- 小問 A:
以下の行から、文字列「tree」を含む行をすべて抜き出すこと。大文字と小文字の違いも区別する。
===== 提示文 =====
請求項3記載の発明は、請求項2記載の燃料供給装置において、複数組の前記1対の絞り部が設けられるものである。
請求項4記載の発明は、請求項1〜3のいずれか1項記載の燃料供給装置において、前記エンジン側燃料配管の配管内燃料の固有振動数であるエンジン側固有振動数と前記タンク側燃料配管の配管内燃料の固有振動数であるタンク側固有振動数とが等しい場合の前記連通管の管長である第1管長および前記タンク側燃料配管の管長である第2管長をそれぞれ基本第1管長および基本第2管長とするとき、前記第1管長を前記基本第1管長とを異ならせ、かつ前記第2管長を前記基本第2管長に等しくすることにより、前記エンジン側固有振動数と前記タンク側固有振動数とを異ならせるものである。
請求項2記載の事項によれば、連通管に設けられる絞り部は、中央部から等距離にある1対の絞り部であるため、連通管における共鳴脈動の節の位置に影響を与えることなく、デリバリパイプ内および連通管内の共鳴脈動の脈動レベルを低減することができるので、タンク側燃料配管からの騒音低減効果が維持されたうえで、エンジン側燃料配管から発生する騒音が低減し、かつ燃料噴射弁から噴射される燃料量制御の精度が向上する。さらに、共鳴脈動の2倍、3倍など、倍数の周波数で発生する脈動(以下、「高次脈動」という。)がある場合には、その脈動レベルも低減することができるので、供給管内の脈動を一層低減できて、タンク側燃料配管からの騒音を一層低減できる。
請求項3記載の事項によれば、デリバリパイプ内および連通管20内の共鳴脈動の脈動レベルを一層低減することができて、エンジン側燃料配管Peおよび車体側燃料配管Pbからの騒音を一層低減でき、さらに燃料噴射弁から噴射される燃料量制御の精度が向上する。
請求項4記載の事項によれば、エンジン側固有振動数とタンク側固有振動数とが異なるため、デリバリパイプ内および連通管内での共鳴脈動が供給管内の燃料に伝播したとしても、エンジン側燃料配管のエンジン側固有振動数とタンク側燃料配管のタンク側固有振動数とが連成することがないので、タンク側燃料配管からの騒音が低減する。しかも、固有振動数を異ならせるために、連通管の管長を変更するので、大幅な構造変更を伴うことなく、容易にエンジン側固有振動数を変更できる。
===== 課題用データ =====
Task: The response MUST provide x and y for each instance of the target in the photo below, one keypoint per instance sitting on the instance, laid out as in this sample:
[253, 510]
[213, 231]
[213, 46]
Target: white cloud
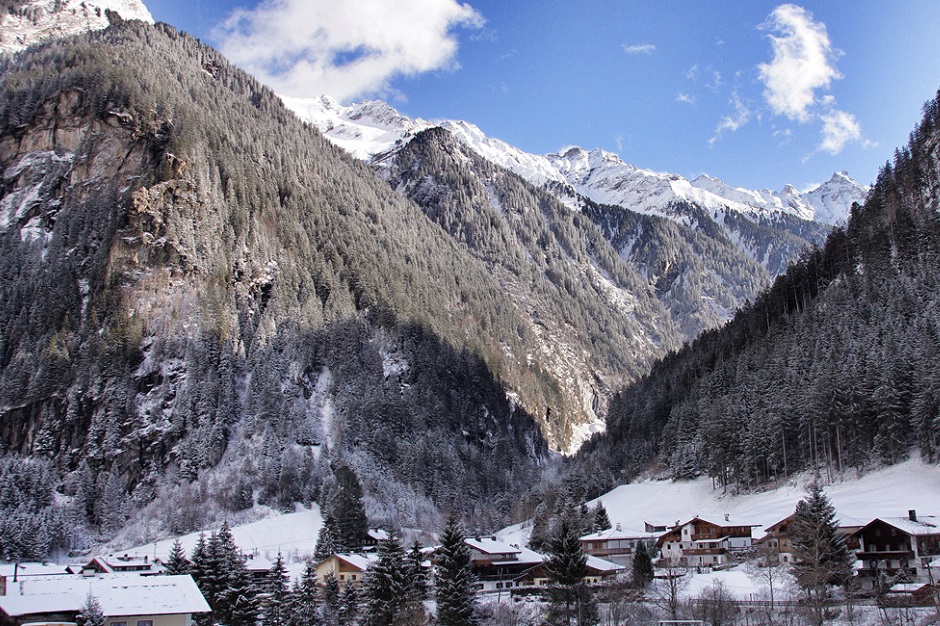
[640, 48]
[305, 48]
[803, 62]
[839, 128]
[740, 117]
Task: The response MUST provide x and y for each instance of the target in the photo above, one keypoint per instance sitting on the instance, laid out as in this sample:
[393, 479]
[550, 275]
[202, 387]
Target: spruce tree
[642, 564]
[349, 602]
[304, 599]
[570, 600]
[601, 519]
[385, 585]
[454, 578]
[352, 526]
[326, 538]
[331, 599]
[176, 562]
[278, 612]
[820, 556]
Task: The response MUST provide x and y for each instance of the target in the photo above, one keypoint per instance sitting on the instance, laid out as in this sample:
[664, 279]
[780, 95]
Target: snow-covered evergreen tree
[454, 578]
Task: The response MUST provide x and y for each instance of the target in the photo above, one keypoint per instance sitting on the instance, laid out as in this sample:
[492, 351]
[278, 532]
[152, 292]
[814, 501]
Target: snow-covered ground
[292, 534]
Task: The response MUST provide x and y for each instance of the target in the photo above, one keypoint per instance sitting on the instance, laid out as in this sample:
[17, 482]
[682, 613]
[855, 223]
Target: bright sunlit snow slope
[370, 129]
[891, 491]
[34, 21]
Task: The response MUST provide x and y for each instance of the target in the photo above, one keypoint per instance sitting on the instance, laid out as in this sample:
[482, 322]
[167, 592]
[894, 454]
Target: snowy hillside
[370, 129]
[891, 491]
[26, 23]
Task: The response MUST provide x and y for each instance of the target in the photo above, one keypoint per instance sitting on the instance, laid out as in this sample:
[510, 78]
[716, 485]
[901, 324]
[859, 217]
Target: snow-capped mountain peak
[27, 22]
[371, 128]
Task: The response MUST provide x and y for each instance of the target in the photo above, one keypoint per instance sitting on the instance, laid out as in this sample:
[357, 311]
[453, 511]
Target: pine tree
[91, 613]
[385, 585]
[642, 564]
[454, 578]
[349, 606]
[331, 599]
[416, 575]
[601, 520]
[326, 539]
[820, 556]
[570, 600]
[278, 611]
[176, 562]
[352, 526]
[304, 599]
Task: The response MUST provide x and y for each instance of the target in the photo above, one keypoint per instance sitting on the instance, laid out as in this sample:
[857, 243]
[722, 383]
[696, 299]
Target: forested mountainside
[202, 310]
[834, 367]
[599, 323]
[705, 247]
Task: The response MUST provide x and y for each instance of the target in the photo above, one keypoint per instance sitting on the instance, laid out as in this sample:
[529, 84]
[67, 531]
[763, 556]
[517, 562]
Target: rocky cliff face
[232, 305]
[27, 22]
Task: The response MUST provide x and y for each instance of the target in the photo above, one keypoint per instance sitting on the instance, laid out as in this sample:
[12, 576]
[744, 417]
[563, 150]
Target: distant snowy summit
[27, 22]
[371, 129]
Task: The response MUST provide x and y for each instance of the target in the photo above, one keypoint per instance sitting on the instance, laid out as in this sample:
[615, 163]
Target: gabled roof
[925, 525]
[118, 594]
[357, 560]
[602, 565]
[31, 569]
[613, 534]
[489, 545]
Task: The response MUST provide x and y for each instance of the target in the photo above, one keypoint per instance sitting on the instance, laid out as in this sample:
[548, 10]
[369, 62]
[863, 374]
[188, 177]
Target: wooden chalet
[703, 543]
[898, 546]
[347, 568]
[616, 544]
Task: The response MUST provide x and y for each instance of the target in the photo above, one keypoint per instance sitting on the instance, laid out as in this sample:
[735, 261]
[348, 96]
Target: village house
[616, 544]
[125, 600]
[348, 568]
[777, 539]
[703, 543]
[895, 547]
[124, 564]
[498, 566]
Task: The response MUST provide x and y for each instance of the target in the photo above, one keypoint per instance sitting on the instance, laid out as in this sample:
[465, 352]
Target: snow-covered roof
[31, 569]
[489, 545]
[617, 533]
[361, 561]
[118, 594]
[602, 565]
[925, 524]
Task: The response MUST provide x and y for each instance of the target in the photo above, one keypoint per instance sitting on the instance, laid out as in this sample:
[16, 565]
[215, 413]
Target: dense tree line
[227, 307]
[833, 367]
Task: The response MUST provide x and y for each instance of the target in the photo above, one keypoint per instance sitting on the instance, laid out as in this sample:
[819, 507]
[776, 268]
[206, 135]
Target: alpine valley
[202, 315]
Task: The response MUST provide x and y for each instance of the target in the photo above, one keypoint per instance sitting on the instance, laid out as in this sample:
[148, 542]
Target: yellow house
[347, 568]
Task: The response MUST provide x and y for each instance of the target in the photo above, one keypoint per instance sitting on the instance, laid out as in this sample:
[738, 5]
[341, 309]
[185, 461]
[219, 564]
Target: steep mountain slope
[213, 310]
[833, 368]
[27, 22]
[732, 241]
[598, 322]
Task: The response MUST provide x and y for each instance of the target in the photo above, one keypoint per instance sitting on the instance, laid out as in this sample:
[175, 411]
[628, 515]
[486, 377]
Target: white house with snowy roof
[125, 600]
[348, 568]
[899, 545]
[616, 544]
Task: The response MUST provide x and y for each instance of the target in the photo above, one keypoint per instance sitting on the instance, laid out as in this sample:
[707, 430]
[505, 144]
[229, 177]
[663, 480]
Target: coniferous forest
[834, 367]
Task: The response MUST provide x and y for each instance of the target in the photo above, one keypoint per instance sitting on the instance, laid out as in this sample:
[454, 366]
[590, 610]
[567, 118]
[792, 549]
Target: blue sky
[757, 93]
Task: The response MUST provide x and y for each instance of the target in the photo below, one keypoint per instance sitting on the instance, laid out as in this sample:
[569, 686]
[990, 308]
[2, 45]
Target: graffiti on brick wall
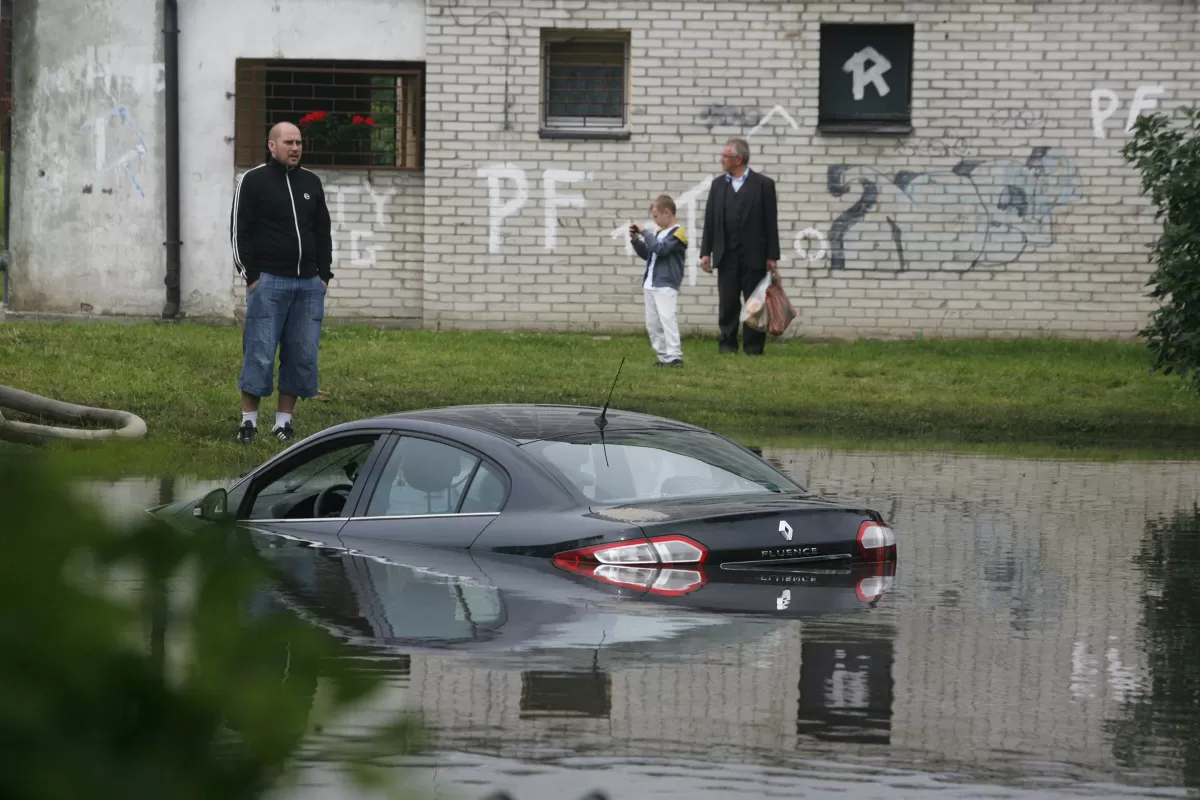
[731, 115]
[357, 234]
[504, 203]
[1107, 102]
[982, 212]
[1025, 119]
[935, 148]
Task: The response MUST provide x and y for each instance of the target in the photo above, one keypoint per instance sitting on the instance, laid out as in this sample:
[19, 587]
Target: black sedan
[612, 495]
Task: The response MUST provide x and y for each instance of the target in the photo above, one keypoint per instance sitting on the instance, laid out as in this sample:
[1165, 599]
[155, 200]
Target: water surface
[1041, 639]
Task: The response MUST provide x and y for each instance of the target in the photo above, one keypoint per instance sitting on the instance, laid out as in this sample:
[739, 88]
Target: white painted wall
[87, 188]
[88, 217]
[390, 30]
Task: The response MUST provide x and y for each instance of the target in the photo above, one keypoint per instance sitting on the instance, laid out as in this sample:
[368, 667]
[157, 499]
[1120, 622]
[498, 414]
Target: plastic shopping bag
[754, 310]
[780, 311]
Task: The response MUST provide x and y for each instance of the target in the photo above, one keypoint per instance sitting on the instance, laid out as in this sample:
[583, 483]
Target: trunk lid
[755, 531]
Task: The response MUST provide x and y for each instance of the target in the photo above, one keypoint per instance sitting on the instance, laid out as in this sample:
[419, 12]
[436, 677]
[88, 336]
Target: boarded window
[865, 78]
[585, 82]
[364, 114]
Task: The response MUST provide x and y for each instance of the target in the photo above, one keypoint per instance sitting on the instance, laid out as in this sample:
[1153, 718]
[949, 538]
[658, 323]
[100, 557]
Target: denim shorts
[283, 314]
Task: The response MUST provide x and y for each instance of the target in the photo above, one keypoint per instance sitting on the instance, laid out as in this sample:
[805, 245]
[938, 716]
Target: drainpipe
[171, 56]
[7, 205]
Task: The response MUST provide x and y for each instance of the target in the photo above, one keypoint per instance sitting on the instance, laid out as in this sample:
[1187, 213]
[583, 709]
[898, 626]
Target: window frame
[252, 488]
[555, 127]
[876, 124]
[384, 457]
[252, 118]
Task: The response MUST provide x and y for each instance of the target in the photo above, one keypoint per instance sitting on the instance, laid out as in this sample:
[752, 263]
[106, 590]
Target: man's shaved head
[285, 143]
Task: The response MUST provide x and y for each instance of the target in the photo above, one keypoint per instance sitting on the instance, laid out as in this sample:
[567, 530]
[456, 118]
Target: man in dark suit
[741, 240]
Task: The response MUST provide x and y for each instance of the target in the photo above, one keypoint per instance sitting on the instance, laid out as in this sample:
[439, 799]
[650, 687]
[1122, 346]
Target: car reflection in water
[570, 643]
[415, 596]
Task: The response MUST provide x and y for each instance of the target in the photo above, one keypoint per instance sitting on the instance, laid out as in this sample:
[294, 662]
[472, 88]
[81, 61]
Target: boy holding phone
[665, 254]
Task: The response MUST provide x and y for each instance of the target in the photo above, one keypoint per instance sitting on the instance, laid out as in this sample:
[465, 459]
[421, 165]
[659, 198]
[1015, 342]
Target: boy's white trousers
[661, 322]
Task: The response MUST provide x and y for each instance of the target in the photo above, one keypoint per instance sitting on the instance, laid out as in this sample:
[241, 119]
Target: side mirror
[213, 506]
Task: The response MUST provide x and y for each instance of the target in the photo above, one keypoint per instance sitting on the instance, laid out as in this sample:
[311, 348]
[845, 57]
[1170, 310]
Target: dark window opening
[865, 78]
[364, 114]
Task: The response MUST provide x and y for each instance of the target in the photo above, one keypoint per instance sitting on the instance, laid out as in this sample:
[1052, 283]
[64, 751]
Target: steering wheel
[318, 505]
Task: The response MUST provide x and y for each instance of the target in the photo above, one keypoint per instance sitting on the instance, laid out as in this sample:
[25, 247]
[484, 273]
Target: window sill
[585, 133]
[883, 128]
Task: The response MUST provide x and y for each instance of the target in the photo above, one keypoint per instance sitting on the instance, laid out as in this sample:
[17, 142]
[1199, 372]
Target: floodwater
[1041, 639]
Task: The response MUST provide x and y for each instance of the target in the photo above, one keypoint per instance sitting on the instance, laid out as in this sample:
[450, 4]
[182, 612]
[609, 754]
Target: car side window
[486, 493]
[323, 476]
[421, 477]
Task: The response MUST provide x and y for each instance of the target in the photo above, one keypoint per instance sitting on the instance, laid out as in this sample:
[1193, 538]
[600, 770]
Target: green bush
[148, 660]
[1167, 152]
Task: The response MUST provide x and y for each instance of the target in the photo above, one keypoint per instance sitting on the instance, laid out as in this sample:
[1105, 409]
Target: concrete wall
[1006, 88]
[88, 196]
[1007, 98]
[87, 179]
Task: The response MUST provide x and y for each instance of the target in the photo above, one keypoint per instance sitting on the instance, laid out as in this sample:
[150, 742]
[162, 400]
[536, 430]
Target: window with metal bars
[352, 114]
[585, 82]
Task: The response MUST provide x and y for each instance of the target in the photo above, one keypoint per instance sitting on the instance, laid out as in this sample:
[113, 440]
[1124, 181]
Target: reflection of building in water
[780, 695]
[1013, 635]
[1018, 608]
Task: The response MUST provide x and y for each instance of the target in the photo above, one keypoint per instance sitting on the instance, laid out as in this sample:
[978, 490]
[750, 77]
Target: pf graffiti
[1107, 102]
[501, 208]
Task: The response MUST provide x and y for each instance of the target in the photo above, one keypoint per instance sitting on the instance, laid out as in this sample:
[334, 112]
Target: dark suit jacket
[761, 229]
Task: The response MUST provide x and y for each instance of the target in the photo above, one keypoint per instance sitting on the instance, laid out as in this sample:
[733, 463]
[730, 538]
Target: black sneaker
[246, 432]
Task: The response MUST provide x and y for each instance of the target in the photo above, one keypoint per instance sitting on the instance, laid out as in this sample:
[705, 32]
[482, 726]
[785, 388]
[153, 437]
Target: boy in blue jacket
[665, 254]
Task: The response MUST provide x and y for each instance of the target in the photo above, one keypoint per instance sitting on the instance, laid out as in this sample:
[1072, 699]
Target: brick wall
[1002, 214]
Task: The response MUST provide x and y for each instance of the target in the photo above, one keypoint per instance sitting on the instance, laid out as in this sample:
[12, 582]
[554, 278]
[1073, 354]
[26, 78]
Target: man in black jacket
[741, 240]
[282, 246]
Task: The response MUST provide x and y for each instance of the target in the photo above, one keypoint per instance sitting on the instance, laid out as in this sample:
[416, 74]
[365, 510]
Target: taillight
[873, 587]
[670, 583]
[661, 549]
[876, 542]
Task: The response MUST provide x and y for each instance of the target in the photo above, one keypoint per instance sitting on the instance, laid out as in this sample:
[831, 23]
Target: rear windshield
[657, 464]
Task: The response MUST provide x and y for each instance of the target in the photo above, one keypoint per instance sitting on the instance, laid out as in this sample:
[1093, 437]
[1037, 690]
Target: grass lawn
[1036, 397]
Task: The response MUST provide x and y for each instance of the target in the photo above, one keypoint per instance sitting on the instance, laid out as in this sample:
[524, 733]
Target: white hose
[129, 426]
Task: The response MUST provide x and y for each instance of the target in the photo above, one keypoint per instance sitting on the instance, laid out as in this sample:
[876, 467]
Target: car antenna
[603, 420]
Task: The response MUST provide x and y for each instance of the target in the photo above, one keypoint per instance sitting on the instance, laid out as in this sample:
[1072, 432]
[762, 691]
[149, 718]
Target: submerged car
[619, 497]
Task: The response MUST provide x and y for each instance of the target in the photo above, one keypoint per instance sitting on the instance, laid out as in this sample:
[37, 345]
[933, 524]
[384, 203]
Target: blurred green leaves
[151, 661]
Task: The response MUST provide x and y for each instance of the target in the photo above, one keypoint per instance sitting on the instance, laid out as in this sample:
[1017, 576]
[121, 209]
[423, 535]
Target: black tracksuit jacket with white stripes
[280, 223]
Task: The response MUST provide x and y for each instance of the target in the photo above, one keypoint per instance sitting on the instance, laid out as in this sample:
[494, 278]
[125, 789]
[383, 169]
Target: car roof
[532, 422]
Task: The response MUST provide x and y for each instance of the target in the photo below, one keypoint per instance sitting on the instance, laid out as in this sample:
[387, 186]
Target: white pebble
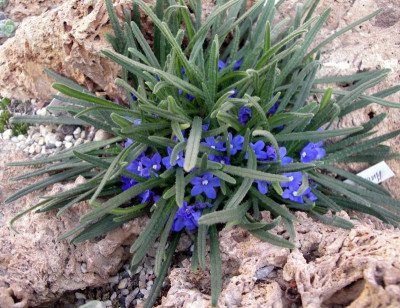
[32, 149]
[68, 138]
[50, 139]
[101, 135]
[68, 145]
[125, 292]
[7, 133]
[77, 131]
[78, 141]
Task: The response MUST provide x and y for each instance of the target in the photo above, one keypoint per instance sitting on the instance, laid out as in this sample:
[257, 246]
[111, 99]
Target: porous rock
[330, 266]
[35, 268]
[67, 38]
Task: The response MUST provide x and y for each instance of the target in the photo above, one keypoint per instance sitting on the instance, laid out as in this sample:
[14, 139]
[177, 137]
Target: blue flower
[312, 151]
[206, 125]
[146, 196]
[274, 108]
[151, 164]
[218, 159]
[128, 183]
[236, 143]
[186, 217]
[179, 160]
[205, 185]
[262, 186]
[258, 150]
[291, 194]
[237, 65]
[212, 143]
[202, 205]
[234, 94]
[244, 115]
[221, 65]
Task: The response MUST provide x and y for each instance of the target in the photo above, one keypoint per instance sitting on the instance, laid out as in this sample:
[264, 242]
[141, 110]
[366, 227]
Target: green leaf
[180, 187]
[193, 144]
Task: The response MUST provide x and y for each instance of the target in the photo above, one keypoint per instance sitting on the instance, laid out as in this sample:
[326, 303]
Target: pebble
[113, 280]
[42, 112]
[264, 271]
[101, 135]
[123, 284]
[77, 132]
[68, 145]
[84, 268]
[69, 138]
[78, 141]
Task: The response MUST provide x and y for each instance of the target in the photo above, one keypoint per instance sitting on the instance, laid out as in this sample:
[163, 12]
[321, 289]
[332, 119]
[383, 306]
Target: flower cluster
[206, 184]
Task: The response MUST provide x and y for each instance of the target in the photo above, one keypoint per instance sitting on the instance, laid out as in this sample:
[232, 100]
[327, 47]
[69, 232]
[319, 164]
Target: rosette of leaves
[224, 121]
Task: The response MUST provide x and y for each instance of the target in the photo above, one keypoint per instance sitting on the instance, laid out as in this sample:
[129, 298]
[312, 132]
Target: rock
[101, 135]
[330, 267]
[36, 269]
[71, 46]
[42, 112]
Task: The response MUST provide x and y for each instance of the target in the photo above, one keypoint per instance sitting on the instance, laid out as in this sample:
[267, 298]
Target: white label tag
[376, 174]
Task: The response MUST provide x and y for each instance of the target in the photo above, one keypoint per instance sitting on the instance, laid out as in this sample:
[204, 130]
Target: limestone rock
[330, 266]
[18, 10]
[35, 268]
[68, 39]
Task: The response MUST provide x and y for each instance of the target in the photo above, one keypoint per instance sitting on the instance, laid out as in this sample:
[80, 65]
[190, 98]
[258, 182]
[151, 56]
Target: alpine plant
[222, 120]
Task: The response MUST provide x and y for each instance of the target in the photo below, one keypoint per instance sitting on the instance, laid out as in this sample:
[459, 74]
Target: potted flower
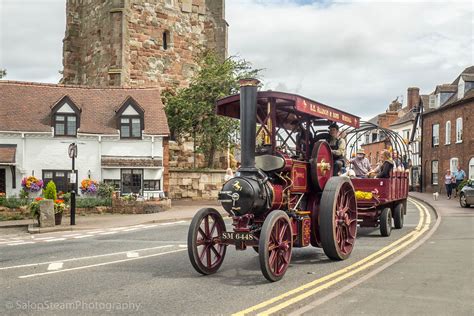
[89, 186]
[31, 184]
[34, 208]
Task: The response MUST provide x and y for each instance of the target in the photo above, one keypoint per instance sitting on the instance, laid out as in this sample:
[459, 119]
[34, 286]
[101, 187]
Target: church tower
[139, 43]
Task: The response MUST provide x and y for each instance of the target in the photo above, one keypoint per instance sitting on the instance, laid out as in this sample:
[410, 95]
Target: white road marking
[55, 239]
[85, 258]
[55, 266]
[131, 229]
[21, 243]
[172, 223]
[41, 238]
[99, 264]
[108, 233]
[83, 236]
[71, 235]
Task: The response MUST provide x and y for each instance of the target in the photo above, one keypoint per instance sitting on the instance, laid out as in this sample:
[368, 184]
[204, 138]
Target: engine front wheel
[205, 253]
[338, 218]
[275, 245]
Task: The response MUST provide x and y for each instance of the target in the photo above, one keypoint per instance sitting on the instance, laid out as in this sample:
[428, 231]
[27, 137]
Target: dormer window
[130, 118]
[65, 118]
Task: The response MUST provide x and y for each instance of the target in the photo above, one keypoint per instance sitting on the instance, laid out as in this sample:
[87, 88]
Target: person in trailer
[338, 148]
[387, 165]
[360, 164]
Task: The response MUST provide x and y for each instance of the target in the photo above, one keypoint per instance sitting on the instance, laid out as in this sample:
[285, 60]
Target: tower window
[166, 39]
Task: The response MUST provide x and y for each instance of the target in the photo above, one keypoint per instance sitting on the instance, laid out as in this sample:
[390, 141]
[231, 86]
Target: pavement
[180, 210]
[437, 278]
[146, 270]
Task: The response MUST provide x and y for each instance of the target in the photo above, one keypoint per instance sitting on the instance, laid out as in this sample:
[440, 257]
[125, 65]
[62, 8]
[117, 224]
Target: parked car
[466, 198]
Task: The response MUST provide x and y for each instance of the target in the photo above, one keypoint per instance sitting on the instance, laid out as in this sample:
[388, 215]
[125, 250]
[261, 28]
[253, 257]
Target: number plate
[237, 236]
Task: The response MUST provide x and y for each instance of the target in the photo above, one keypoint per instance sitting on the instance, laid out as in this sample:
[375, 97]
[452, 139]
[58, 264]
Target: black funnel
[248, 124]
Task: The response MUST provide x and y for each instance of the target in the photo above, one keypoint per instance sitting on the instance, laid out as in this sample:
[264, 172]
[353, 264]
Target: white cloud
[354, 55]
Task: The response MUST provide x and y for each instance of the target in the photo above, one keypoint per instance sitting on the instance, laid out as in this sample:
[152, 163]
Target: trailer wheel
[205, 254]
[275, 245]
[398, 216]
[338, 218]
[386, 222]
=====
- 小問 B:
上の燃料供給装置に関する文章から、「請求項3記載の発明は、請求項」を含む語句で始まり「からの騒音を一層低減できる。」で終わる部分を、一字も変えずに引用すること。

- 解答例 A:
Target: spruce tree
Target: snow-covered evergreen tree
Target: pine tree
Target: dense tree line

- 解答例 B:
請求項3記載の発明は、請求項2記載の燃料供給装置において、複数組の前記1対の絞り部が設けられるものである。
請求項4記載の発明は、請求項1〜3のいずれか1項記載の燃料供給装置において、前記エンジン側燃料配管の配管内燃料の固有振動数であるエンジン側固有振動数と前記タンク側燃料配管の配管内燃料の固有振動数であるタンク側固有振動数とが等しい場合の前記連通管の管長である第1管長および前記タンク側燃料配管の管長である第2管長をそれぞれ基本第1管長および基本第2管長とするとき、前記第1管長を前記基本第1管長とを異ならせ、かつ前記第2管長を前記基本第2管長に等しくすることにより、前記エンジン側固有振動数と前記タンク側固有振動数とを異ならせるものである。
請求項2記載の事項によれば、連通管に設けられる絞り部は、中央部から等距離にある1対の絞り部であるため、連通管における共鳴脈動の節の位置に影響を与えることなく、デリバリパイプ内および連通管内の共鳴脈動の脈動レベルを低減することができるので、タンク側燃料配管からの騒音低減効果が維持されたうえで、エンジン側燃料配管から発生する騒音が低減し、かつ燃料噴射弁から噴射される燃料量制御の精度が向上する。さらに、共鳴脈動の2倍、3倍など、倍数の周波数で発生する脈動(以下、「高次脈動」という。)がある場合には、その脈動レベルも低減することができるので、供給管内の脈動を一層低減できて、タンク側燃料配管からの騒音を一層低減できる。